Activity => Once the line with "and find grassy" is found in the entries below, print it and each following line exactly, stopping after the line with "and find black-faced"; print nothing else.

Data supplied =>
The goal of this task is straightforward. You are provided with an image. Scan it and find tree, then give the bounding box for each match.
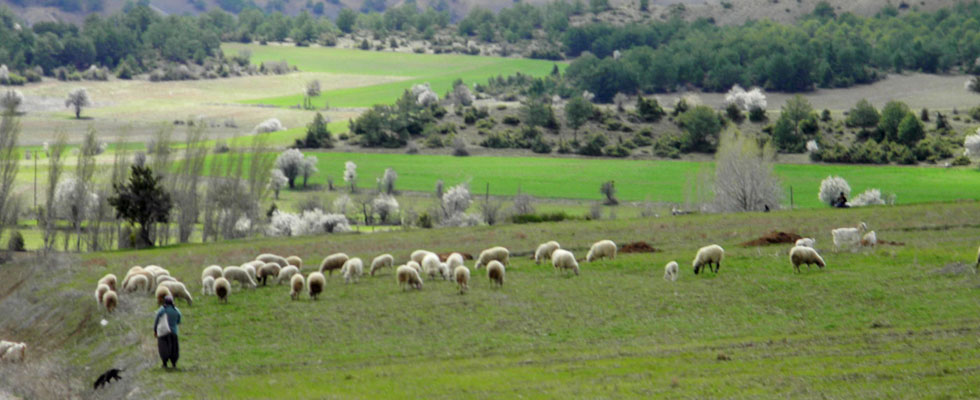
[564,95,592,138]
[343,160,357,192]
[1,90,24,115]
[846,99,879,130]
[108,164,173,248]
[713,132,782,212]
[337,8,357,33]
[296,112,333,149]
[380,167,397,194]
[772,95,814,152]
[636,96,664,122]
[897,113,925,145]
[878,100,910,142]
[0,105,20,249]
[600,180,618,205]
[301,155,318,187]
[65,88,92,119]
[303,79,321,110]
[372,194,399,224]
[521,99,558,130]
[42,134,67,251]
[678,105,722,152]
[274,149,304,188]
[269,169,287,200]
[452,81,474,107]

==

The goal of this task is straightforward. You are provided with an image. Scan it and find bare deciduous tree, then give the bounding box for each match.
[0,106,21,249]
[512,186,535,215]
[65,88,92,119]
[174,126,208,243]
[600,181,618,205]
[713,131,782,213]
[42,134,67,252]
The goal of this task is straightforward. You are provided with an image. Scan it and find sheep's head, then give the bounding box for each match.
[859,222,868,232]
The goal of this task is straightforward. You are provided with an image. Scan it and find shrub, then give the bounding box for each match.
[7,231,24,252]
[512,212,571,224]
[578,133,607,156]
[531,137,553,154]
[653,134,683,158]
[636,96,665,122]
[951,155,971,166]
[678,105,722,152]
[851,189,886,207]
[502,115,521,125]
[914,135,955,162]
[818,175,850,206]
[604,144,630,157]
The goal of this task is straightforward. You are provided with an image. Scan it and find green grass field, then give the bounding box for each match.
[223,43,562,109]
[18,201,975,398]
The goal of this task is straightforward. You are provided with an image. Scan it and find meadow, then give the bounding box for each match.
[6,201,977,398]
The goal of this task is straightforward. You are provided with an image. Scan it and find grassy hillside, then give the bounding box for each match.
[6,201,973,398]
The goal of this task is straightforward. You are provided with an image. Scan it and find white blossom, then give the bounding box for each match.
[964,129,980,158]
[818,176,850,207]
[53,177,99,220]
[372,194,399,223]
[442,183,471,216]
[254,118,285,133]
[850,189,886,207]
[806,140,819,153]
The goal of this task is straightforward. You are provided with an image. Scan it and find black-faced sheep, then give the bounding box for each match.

---

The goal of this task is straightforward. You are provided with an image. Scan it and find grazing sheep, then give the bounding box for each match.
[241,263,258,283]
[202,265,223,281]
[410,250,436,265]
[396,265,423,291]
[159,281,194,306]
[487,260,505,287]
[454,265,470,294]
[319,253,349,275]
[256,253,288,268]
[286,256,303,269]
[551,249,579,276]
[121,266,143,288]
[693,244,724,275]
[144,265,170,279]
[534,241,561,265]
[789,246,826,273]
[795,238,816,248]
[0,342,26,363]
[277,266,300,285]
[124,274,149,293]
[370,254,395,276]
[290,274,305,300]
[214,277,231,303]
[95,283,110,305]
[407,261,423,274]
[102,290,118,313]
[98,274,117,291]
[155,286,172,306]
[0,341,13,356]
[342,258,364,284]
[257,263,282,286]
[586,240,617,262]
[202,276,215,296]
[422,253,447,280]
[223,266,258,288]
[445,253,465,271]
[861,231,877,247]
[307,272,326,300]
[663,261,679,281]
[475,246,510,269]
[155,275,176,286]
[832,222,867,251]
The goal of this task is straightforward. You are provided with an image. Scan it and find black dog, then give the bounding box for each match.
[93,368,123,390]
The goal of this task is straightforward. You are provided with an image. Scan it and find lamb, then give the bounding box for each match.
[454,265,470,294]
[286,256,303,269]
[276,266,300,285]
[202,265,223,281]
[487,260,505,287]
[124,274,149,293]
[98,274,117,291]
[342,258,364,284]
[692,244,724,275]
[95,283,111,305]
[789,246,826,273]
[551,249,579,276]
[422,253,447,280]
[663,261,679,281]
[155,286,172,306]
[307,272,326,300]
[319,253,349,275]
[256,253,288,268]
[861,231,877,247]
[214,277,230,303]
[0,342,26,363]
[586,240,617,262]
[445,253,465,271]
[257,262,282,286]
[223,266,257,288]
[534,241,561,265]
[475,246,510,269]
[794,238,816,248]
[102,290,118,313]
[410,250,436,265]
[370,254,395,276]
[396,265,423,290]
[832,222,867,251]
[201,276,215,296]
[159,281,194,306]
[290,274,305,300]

Problem solution =>
The goal of this task is straightforward. You are provided with an image. Scan it and find grassy hillside, then give the bounding box for each match.
[6,201,973,398]
The goal of this task is straightforward. You are provided with an image. Scan it and find white blossom, then give the bounding box for each match.
[964,129,980,158]
[818,176,850,207]
[53,177,99,220]
[372,194,399,223]
[442,183,471,216]
[254,118,285,133]
[850,189,886,207]
[806,140,819,153]
The goal of this task is straightforward. You are provided with an image. Scan it and find black-faced sheep, then give the bounding box for each match.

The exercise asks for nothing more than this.